[Stored data]
+++++

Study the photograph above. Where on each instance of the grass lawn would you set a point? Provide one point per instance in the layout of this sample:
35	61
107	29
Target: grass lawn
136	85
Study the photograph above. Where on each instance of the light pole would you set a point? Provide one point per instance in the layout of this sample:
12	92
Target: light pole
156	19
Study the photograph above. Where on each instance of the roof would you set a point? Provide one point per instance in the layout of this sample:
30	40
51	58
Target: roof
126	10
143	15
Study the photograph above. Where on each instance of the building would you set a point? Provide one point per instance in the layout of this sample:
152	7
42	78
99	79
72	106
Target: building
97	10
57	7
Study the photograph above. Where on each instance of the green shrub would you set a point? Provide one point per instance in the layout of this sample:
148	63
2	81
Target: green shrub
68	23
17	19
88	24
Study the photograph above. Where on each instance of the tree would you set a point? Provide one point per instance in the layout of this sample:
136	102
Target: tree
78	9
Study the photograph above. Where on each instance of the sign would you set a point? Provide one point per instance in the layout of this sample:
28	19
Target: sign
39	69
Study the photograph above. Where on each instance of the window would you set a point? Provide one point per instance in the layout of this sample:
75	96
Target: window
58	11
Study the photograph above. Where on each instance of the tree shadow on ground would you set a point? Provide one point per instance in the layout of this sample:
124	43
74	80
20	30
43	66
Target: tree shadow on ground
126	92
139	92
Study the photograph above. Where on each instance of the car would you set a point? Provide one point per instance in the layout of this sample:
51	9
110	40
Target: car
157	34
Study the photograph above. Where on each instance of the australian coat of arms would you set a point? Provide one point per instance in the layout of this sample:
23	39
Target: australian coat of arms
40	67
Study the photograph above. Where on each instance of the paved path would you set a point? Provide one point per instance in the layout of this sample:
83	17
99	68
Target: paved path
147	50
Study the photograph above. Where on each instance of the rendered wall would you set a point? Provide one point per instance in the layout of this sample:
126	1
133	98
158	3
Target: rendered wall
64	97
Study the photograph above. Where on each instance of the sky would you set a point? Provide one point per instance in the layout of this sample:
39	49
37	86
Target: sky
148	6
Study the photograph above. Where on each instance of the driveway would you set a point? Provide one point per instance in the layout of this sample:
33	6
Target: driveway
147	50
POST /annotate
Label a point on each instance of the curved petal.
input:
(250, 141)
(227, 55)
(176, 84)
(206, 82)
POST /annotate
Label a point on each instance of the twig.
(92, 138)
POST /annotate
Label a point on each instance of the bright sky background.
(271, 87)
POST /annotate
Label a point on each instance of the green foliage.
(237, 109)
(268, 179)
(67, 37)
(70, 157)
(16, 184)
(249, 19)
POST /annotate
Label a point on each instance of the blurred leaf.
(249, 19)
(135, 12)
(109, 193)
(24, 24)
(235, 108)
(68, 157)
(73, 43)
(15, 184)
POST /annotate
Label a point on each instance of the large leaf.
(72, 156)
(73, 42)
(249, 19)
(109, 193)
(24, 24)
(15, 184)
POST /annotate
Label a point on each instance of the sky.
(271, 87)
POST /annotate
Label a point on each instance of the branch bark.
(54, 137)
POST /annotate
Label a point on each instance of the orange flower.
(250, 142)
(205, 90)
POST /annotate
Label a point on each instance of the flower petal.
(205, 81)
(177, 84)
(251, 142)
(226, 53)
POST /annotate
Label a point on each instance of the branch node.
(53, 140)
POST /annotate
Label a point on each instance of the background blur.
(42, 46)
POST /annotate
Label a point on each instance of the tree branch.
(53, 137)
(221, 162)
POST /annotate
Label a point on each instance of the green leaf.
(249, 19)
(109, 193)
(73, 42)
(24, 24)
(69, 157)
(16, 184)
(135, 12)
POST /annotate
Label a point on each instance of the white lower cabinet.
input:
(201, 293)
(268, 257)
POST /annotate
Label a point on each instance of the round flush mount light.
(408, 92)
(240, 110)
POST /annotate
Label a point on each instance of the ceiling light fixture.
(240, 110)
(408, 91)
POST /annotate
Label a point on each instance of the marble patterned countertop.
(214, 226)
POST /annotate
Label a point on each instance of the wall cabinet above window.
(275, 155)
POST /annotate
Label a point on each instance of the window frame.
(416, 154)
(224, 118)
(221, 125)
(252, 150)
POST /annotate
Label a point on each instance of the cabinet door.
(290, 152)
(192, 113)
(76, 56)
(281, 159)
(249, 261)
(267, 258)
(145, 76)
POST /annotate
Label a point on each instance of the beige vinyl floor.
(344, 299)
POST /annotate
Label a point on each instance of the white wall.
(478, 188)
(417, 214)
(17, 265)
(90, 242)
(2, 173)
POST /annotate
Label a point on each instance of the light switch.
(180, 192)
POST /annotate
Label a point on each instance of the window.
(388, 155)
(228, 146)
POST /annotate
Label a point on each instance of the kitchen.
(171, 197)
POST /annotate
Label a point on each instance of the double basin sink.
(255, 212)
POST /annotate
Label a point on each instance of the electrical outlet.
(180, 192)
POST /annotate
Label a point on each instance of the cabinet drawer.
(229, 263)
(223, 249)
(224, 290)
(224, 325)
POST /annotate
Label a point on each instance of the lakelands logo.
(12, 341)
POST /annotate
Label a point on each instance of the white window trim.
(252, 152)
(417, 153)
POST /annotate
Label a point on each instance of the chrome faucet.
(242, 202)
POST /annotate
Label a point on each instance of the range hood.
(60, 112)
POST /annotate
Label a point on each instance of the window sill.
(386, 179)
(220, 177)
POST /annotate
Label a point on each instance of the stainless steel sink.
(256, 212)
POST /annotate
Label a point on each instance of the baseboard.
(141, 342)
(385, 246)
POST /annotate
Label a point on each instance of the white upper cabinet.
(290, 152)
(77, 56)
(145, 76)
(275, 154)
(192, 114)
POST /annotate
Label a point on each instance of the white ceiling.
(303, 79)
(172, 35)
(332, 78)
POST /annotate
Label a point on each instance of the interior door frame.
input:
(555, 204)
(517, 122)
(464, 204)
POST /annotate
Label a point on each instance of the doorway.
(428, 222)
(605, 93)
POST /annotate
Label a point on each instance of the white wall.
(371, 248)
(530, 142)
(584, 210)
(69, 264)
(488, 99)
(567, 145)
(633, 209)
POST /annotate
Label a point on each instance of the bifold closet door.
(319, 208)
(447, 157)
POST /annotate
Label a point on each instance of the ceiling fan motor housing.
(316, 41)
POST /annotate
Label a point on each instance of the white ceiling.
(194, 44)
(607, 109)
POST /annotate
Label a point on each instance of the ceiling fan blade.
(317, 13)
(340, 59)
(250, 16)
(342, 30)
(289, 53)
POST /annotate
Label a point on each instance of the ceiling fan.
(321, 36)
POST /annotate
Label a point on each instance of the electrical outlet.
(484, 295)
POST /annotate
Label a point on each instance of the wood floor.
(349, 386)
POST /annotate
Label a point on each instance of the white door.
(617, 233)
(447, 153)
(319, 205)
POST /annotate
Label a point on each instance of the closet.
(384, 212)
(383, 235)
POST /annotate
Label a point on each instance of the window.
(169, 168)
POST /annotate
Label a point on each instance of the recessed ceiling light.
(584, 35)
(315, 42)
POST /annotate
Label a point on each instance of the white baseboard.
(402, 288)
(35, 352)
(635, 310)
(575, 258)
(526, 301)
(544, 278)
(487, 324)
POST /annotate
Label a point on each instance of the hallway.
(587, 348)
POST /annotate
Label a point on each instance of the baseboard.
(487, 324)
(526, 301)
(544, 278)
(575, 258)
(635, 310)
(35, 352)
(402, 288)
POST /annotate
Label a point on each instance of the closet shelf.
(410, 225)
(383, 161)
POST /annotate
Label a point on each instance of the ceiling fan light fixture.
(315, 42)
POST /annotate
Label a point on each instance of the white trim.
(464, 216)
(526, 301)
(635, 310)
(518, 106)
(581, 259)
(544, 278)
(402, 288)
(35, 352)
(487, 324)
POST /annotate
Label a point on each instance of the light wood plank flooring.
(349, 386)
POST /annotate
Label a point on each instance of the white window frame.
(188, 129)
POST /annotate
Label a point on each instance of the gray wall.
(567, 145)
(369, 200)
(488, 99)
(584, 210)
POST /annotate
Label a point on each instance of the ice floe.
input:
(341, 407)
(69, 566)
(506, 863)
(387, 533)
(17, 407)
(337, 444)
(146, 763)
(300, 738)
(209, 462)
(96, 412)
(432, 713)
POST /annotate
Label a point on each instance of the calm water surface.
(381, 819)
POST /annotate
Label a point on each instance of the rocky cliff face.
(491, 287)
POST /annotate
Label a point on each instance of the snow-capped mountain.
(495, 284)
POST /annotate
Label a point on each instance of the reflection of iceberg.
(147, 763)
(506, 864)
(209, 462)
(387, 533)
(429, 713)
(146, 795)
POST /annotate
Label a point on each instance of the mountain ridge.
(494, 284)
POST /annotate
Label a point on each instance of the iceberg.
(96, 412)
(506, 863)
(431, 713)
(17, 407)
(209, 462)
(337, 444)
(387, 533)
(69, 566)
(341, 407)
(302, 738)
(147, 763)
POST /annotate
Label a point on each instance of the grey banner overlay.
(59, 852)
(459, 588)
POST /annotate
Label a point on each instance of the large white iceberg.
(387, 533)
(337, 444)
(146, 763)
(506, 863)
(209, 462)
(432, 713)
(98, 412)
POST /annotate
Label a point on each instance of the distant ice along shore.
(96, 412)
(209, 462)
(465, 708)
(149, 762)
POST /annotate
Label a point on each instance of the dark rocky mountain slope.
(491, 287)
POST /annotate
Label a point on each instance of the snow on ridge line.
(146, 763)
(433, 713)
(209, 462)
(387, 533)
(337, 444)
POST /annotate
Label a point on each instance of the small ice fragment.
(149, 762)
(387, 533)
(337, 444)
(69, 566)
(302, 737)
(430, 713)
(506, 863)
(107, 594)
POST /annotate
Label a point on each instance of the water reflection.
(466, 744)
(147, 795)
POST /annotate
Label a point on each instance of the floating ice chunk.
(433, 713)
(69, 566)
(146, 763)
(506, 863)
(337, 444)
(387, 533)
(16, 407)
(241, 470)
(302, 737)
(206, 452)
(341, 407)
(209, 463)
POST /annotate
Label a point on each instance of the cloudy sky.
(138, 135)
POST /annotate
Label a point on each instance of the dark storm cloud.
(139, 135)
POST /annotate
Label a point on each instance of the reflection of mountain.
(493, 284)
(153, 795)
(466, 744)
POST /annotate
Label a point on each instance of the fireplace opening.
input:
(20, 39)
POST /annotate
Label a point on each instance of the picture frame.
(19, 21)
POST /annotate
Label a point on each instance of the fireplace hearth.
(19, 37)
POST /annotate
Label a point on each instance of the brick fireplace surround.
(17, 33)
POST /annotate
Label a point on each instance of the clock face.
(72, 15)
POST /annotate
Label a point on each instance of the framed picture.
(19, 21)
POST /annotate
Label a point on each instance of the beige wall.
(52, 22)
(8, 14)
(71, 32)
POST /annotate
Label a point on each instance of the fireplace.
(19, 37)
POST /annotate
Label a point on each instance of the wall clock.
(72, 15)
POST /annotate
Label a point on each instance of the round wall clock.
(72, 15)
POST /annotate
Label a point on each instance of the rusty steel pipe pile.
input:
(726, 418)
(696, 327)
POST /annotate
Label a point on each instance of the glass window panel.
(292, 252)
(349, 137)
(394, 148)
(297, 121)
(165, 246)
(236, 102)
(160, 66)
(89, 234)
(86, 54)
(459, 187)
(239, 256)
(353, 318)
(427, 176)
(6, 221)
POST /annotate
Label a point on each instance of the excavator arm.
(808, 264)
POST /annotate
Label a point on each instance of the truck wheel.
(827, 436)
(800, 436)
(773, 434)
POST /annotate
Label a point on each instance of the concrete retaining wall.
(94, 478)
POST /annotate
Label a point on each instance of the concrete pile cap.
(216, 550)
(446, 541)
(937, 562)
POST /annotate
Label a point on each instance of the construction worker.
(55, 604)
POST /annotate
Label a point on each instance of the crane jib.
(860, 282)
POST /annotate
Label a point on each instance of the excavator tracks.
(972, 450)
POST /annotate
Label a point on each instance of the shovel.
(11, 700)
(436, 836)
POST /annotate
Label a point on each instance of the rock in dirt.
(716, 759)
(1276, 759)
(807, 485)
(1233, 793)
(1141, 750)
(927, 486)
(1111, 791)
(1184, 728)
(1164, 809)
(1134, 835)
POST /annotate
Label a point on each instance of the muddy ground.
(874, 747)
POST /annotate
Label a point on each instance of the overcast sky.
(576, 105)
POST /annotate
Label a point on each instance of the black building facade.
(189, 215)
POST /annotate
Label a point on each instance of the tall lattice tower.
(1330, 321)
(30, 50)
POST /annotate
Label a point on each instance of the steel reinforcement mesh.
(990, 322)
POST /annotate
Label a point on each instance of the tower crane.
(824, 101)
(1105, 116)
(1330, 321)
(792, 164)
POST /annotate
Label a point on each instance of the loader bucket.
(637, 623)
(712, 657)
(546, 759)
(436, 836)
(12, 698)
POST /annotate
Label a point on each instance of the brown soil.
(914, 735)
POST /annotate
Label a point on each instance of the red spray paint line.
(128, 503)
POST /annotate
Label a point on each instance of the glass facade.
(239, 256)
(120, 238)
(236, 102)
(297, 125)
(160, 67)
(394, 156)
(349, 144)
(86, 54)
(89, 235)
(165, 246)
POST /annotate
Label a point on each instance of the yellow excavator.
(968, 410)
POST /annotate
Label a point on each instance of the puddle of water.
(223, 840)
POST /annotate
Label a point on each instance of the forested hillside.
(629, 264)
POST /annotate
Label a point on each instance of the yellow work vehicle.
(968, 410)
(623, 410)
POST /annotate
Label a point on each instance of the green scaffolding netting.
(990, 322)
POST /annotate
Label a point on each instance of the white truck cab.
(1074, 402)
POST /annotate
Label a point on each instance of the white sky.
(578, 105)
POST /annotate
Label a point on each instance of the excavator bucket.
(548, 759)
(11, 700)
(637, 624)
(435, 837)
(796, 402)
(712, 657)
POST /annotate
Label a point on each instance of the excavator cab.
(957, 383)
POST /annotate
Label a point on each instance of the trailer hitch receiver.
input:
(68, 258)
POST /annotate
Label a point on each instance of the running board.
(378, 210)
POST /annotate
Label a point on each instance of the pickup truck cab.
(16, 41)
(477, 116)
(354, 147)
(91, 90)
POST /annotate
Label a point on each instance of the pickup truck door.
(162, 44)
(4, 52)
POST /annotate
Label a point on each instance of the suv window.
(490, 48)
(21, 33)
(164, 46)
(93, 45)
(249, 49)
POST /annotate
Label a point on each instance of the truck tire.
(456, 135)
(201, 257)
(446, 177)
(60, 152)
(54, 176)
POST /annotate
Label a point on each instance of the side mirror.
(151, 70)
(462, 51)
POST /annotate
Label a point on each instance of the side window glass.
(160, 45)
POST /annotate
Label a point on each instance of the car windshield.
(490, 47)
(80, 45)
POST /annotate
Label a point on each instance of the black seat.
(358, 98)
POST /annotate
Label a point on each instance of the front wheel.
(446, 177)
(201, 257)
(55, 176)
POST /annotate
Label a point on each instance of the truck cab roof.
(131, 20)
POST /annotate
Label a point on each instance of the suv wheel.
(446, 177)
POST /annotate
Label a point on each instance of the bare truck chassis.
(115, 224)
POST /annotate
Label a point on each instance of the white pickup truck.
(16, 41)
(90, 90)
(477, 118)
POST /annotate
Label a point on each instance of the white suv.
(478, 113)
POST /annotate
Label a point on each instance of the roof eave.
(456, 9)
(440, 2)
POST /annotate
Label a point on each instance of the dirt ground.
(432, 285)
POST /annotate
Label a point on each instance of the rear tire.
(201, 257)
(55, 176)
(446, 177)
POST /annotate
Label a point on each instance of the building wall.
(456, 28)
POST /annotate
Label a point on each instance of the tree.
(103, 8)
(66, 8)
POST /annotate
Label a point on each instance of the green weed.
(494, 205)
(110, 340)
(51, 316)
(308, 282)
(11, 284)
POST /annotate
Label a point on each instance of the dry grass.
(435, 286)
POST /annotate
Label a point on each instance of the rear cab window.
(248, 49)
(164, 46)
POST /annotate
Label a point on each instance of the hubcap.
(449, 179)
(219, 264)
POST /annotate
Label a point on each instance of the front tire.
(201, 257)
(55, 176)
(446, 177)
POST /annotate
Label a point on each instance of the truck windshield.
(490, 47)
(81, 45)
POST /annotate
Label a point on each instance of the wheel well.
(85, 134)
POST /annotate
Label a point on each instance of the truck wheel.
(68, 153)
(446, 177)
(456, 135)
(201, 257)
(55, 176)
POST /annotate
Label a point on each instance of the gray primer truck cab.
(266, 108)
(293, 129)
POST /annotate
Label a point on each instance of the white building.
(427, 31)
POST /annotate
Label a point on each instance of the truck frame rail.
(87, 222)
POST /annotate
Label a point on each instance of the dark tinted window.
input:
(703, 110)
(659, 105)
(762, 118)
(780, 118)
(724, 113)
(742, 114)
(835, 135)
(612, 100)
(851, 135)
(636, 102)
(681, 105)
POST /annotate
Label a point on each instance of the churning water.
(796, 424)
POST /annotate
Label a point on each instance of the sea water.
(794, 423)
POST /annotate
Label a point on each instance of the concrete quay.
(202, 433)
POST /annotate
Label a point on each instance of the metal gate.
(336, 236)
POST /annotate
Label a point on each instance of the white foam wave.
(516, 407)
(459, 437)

+++++

* TASK REQUIREMENTS: Retype exactly the lines from the start of the entries through the one with "Study the photograph above. Where on each instance of the roof"; include both ends.

* ANSWER SECTION:
Study the photograph above. Where on each instance of the grass lawn would you set a point? Provide one point per instance in the layout of this sample:
35	61
107	29
Target: grass lawn
136	85
Study the photograph above. Where on each instance of the light pole would you set a point? Provide one point per instance in the layout of this sample:
12	92
Target: light pole
156	19
Study the photograph above. Where on each instance of the roof would you set a point? Provide one point per instance in the layout of this sample:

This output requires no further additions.